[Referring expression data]
*** Block opens ***

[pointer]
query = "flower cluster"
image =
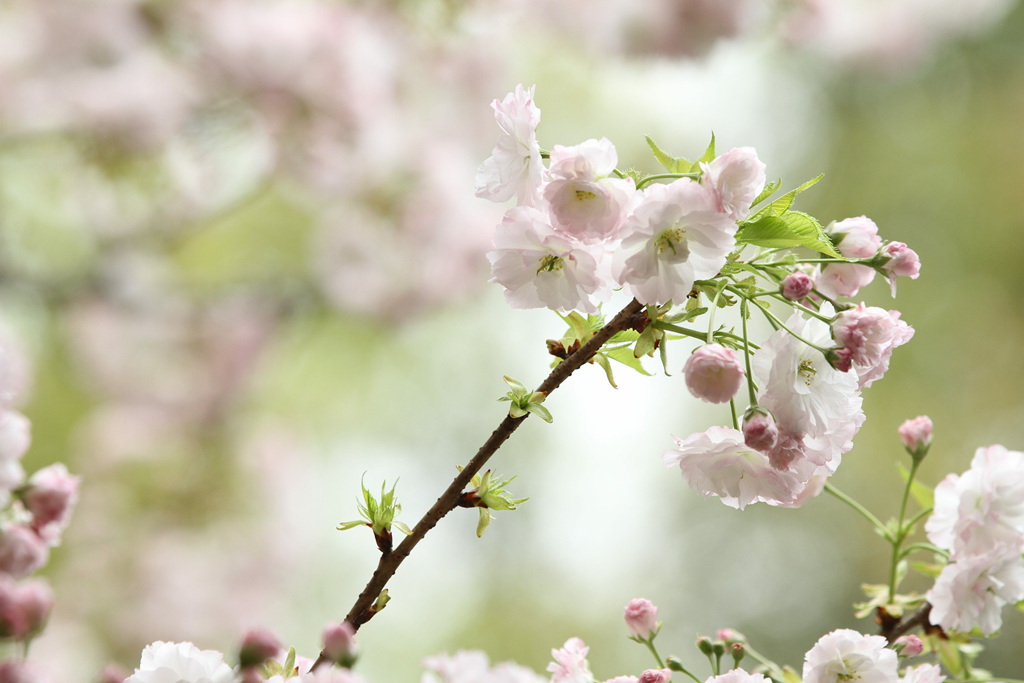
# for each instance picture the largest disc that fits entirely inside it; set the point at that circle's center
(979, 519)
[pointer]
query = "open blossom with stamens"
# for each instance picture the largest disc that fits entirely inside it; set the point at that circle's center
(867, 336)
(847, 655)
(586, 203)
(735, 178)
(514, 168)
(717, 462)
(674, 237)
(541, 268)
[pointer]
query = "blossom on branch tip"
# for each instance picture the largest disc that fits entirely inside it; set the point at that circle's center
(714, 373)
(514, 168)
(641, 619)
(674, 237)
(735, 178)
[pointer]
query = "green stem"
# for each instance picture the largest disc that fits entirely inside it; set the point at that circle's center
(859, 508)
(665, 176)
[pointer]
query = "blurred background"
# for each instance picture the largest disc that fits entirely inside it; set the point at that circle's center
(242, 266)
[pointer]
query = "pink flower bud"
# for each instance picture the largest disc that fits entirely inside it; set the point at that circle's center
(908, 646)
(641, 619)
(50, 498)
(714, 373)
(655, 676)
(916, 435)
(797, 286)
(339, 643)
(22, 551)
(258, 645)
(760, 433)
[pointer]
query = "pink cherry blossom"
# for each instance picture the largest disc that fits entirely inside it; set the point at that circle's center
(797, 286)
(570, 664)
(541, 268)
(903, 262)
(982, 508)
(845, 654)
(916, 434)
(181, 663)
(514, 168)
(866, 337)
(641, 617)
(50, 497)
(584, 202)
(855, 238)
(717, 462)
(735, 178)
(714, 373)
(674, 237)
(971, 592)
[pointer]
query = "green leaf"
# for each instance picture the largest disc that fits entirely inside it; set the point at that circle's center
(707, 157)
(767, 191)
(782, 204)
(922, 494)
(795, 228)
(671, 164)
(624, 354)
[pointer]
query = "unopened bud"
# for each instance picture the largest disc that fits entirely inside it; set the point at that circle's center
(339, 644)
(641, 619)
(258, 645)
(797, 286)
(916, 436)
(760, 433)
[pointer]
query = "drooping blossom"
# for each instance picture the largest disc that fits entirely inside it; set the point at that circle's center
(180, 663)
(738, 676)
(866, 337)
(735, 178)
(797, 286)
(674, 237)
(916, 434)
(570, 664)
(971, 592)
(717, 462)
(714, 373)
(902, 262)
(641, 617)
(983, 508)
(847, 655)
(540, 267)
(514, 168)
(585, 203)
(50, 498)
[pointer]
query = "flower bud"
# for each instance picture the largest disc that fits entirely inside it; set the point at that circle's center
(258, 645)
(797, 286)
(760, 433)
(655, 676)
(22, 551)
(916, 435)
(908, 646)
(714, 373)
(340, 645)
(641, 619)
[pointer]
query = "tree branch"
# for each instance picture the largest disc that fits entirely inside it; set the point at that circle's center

*** Block closes ***

• [WHAT TO PRODUCE]: Which lines of the data above contain the string "branch"? Copy each of them.

• [REPLY]:
query = "blossom on branch tip"
query = "tree branch"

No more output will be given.